WRITTEN PROBLEM 1 >>
Answer these questions about the article on motivated blindness in the Catholic Church:
(a) Where was Fr. Hans Zollner speaking on March 26, 2019?
(b) What role did Karen Terry hold in the John Jay College studies?
(c) In what year did Max Bazerman write the quoted passage?
WRITTEN PROBLEM 2 >> Carry the article on motivated blindness in the Catholic Church forward from the end of the Bazerman quotation.

Fr. Hans Zollner, SJ, president of the Center for Child Protection at the Pontifical Gregorian University in Rome, speaks at Fordham University in New York City March 26, 2019. Looking on is Kerry Robinson of the Leadership Roundtable, an organization of laity, religious and clergy dedicated to improving church management. (CNS photo/Gregory A. Shemitz)

I’ve often written in Commonweal of the “cover-up” of clergy sexual abuse in the Catholic Church. But I like a more subtle term that I heard in a Fordham University event featuring some of the most knowledgeable experts on the church’s crisis: “motivated blindness.”

Karen Terry, principal investigator in the John Jay College studies of clergy sexual abuse in the U.S. Catholic Church, cited it as one of the key factors that inhibited the church from responding properly to abuse victims. She was drawing from a 2016 report that Donald Palmer, a professor at the University of California at Davis, researched for Australia’s Royal Commission into Institutional Responses to Child Sexual Abuse. Palmer wrote that “motivated blindness” means “individuals tend to overlook or minimise the significance of events that would have negative consequences for them if fully appreciated.” He is in turn drawing on research by Max Bazerman of Harvard Business School, who wrote in 2014:

When we have a vested self-interest in a situation, we have difficulty approaching it without bias, no matter how well-calibrated our moral compasses may be. Motivated blindness helps explain why we want to think the best of our family members, friends, and colleagues and are disinclined to speak against those with influence in our offices and workplaces. It could also explain why, for decades, high-ranking officials in the Catholic Church failed to investigate complaints of child sexual abuse by priests, and why some Penn State University officials failed to report evidence of similar crimes committed by former assistant football coach Jerry Sandusky to the police. Because of their biases, some of these officials challenged the accounts of victims and witnesses, minimized the severity of the abuse, and overestimated their ability to address the crises on their own.

EXTRACTED MATERIAL >>
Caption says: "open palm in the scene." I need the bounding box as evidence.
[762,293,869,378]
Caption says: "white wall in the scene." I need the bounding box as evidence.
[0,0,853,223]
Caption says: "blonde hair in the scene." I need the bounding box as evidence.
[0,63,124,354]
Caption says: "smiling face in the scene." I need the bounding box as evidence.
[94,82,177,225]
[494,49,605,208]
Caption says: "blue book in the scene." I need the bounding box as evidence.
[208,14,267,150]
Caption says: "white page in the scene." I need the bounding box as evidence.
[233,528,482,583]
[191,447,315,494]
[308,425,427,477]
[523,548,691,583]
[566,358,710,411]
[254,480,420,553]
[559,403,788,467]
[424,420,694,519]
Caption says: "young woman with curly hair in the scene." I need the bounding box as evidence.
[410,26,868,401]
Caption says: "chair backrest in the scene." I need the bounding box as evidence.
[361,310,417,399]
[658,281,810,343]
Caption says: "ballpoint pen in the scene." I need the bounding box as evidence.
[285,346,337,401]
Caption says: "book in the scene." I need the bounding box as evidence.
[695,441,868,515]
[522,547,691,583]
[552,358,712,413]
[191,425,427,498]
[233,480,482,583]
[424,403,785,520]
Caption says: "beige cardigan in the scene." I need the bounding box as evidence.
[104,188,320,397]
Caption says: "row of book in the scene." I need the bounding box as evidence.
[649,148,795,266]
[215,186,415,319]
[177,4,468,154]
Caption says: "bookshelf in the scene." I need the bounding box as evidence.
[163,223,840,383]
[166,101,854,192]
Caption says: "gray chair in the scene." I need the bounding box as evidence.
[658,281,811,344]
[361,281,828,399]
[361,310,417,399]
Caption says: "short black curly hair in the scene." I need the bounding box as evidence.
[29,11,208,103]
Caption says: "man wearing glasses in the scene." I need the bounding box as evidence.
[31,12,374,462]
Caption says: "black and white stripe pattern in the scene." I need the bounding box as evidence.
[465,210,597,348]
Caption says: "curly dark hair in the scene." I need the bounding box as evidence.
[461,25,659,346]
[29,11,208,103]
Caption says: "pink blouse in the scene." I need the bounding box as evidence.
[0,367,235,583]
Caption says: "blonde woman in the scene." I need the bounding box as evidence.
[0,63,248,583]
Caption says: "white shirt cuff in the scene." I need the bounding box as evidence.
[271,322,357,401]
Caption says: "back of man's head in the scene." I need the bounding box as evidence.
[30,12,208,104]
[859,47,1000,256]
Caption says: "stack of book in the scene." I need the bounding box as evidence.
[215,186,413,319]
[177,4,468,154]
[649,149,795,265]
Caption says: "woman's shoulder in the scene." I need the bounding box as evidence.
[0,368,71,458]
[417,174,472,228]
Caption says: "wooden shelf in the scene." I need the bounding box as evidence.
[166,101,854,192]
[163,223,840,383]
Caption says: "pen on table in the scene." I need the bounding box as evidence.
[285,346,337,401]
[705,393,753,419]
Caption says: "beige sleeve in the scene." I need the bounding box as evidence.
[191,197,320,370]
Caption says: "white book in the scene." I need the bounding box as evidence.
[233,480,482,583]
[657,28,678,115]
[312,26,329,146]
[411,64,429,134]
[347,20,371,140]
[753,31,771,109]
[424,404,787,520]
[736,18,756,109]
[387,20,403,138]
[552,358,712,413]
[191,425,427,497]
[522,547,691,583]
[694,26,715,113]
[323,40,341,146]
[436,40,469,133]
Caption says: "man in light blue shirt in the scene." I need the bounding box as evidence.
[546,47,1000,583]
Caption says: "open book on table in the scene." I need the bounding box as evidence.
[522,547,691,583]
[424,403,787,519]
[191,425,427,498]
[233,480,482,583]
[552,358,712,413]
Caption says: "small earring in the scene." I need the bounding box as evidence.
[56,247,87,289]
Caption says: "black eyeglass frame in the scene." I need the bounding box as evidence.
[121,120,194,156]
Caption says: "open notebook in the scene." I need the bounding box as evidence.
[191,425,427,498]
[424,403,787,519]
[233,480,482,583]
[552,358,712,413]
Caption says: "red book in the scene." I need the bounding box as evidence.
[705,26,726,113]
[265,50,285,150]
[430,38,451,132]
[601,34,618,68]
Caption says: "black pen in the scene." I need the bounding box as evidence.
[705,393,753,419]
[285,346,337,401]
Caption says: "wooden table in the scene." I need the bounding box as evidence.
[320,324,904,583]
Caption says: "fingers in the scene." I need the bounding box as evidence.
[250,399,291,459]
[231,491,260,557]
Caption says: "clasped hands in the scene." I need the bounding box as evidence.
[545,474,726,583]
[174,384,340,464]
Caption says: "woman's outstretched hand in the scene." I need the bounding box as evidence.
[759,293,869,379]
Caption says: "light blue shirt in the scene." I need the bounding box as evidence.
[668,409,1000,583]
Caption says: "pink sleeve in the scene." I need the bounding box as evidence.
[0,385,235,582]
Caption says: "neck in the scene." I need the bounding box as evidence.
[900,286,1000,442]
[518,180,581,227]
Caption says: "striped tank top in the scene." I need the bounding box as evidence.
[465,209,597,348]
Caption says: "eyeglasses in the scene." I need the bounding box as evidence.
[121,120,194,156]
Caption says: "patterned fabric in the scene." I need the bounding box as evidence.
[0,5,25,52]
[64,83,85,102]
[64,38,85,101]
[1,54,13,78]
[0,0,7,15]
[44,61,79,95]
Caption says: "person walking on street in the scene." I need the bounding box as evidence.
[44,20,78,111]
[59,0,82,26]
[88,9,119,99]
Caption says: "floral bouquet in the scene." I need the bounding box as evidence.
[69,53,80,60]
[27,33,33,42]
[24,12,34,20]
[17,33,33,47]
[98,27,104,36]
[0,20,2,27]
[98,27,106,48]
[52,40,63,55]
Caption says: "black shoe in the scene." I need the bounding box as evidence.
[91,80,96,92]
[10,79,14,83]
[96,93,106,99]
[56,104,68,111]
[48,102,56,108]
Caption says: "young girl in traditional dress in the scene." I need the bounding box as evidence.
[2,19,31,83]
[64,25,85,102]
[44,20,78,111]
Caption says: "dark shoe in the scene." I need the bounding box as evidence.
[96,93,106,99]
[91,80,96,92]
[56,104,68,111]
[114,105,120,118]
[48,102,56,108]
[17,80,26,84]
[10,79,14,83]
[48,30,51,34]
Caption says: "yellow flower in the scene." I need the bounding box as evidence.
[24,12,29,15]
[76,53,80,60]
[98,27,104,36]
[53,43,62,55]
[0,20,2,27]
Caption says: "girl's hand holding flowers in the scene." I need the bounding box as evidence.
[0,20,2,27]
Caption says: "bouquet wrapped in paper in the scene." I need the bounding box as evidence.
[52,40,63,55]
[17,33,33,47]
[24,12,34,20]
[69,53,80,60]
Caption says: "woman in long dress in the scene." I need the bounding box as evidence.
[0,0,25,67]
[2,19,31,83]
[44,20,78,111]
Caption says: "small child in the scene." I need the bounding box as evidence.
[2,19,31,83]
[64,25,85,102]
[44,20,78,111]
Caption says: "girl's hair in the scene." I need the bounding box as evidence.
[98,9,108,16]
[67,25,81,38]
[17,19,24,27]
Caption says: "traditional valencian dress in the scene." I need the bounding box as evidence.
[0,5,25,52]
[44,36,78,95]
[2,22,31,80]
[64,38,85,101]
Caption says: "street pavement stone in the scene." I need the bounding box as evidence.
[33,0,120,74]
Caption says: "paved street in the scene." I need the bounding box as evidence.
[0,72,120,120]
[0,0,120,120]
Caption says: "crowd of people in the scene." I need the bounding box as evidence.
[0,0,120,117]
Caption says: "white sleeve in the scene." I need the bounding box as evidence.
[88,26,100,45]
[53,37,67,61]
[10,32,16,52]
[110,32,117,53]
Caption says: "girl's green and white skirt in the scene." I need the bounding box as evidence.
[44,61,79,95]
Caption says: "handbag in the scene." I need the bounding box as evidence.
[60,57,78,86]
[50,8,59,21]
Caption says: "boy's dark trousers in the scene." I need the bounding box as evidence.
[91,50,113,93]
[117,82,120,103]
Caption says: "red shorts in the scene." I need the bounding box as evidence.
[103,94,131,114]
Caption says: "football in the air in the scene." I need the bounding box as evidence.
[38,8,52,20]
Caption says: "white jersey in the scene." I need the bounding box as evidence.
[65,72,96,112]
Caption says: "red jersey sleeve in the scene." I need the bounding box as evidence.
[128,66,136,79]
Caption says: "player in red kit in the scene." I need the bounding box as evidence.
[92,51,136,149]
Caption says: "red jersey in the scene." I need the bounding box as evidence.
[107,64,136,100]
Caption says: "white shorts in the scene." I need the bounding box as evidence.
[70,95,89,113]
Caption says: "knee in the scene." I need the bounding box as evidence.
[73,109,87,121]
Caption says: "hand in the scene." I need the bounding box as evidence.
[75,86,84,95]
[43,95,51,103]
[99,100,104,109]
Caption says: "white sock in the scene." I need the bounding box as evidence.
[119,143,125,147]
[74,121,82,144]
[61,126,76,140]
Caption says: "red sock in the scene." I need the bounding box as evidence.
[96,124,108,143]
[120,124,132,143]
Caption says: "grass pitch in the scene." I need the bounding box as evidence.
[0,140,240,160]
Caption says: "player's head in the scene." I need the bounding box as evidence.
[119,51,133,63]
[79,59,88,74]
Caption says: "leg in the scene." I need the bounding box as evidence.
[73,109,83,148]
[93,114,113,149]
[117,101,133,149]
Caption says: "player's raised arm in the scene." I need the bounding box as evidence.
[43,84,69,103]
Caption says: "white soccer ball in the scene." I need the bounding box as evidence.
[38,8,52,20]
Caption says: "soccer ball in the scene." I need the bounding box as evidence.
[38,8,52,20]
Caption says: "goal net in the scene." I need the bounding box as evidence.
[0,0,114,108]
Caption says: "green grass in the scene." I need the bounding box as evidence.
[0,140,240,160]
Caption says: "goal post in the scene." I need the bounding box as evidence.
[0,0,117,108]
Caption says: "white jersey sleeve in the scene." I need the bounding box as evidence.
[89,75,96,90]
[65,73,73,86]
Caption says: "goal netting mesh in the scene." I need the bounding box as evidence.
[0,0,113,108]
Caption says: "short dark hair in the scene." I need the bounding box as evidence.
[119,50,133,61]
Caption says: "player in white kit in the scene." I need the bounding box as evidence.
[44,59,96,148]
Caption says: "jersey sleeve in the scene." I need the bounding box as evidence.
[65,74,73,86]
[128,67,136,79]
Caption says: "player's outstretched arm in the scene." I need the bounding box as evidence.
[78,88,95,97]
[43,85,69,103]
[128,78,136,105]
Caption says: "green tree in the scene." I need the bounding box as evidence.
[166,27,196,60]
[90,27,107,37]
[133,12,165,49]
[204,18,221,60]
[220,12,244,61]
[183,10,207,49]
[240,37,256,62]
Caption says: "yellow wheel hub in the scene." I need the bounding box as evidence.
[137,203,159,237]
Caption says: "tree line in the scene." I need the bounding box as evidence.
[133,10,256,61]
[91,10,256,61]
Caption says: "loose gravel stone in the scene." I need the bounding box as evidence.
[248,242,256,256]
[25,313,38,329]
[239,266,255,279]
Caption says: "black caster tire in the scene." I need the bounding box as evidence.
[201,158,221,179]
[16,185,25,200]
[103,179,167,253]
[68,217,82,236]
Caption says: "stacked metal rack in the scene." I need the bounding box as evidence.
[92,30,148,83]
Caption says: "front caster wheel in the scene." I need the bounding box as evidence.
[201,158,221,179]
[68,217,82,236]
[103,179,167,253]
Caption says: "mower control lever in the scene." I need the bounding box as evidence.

ANSWER 1 >>
(a) At Fordham University in New York City.
(b) She was the principal investigator.
(c) 2014.

ANSWER 2 >>
Speaking at a symposium held in Manhattan on March 26 at the Fordham Center on Religion and Culture, Terry said that while the church has made meaningful change since the first of two John Jay reports was issued in 2002, it has been “slow and inconsistent.” In the past, “little attention was given to the harm that was caused to victims,” she said, adding that studies have found a moral failure “not just because of the harm to the thousands of youths but because the priest abusers and others who knew about or suspected that this abuse was taking place failed to live up to the most basic of their pastoral commitments, which is the care of the most vulnerable in the community.” That’s “motivated blindness.”

Without such a change of heart, procedural rules and laws lack meaning. The rejoinder, though, is that the law has an instructional function.

In the Catholic Church’s case, one of the chief motives for this ethical blindness was the desire to protect the institution from its secular critics. In his report for the Australian commission, Palmer wrote that in a strongly “institutionalised organisation” such as the Catholic Church, members tend to fuse their own identities with the organization’s. In cases of child sexual abuse, “organisational leaders and rank and file members will tend to see these instances as events to be managed in ways that minimise their negative effects on the organisation’s image,” Palmer wrote. “This appears to have been true for the Catholic Church. Members of the clergy withheld information about sexual abuse perpetrated by priests to safeguard the image of the Church.” (That was also true for the Mormon church and the Boy Scouts of America, he added.)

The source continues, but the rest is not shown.